▶ The problem
Return an exact transcript of the material below from the line containing "logo on jersey." through its final line, and no other lines.

▶ Given entries

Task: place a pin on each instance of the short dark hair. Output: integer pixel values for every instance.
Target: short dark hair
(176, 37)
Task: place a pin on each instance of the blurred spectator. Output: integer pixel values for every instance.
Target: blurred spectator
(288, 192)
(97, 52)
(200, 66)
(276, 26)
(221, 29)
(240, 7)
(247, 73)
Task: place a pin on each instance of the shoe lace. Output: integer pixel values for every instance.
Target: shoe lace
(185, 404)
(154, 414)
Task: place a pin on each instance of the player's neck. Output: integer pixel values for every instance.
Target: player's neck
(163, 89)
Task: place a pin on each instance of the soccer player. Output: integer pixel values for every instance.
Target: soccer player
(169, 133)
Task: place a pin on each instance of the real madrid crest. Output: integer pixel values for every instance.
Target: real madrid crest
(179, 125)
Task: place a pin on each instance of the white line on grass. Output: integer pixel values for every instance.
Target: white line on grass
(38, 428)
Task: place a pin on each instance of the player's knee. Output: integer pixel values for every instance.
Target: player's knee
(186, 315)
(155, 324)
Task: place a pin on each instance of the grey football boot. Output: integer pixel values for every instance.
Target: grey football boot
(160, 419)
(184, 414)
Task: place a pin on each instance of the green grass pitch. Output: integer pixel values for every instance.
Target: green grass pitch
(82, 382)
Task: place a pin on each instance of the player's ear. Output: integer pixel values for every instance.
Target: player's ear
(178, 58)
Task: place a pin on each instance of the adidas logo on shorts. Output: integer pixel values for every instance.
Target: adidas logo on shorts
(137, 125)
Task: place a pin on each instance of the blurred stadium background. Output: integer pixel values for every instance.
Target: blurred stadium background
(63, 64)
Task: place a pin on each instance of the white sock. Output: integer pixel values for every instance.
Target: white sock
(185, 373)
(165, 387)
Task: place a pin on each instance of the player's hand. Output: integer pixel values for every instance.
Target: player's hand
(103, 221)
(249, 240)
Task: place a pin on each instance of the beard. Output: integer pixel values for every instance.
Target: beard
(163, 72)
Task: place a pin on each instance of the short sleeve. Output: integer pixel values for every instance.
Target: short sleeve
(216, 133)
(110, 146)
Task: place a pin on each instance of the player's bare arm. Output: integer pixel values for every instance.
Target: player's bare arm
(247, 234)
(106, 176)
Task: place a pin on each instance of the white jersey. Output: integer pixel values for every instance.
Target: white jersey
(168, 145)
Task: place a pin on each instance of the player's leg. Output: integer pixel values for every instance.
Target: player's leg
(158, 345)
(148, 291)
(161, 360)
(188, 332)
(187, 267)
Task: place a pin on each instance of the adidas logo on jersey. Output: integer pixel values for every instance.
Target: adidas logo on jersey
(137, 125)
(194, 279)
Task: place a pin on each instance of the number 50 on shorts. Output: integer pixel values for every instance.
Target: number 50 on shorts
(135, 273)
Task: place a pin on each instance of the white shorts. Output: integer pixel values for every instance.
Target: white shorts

▶ Result below
Task: place a pin on each instance of the adidas logo on jersey. Output: integer pixel values for every instance.
Target: adidas logo on jersey
(137, 125)
(194, 279)
Task: place a pin on each instance of the number 50 on shorts. Output: integer pixel values for every instance.
Target: number 50 on shorts
(135, 273)
Task: place a pin on each instance of the white shorts. Output: integer pixel values for every instance.
Target: white shorts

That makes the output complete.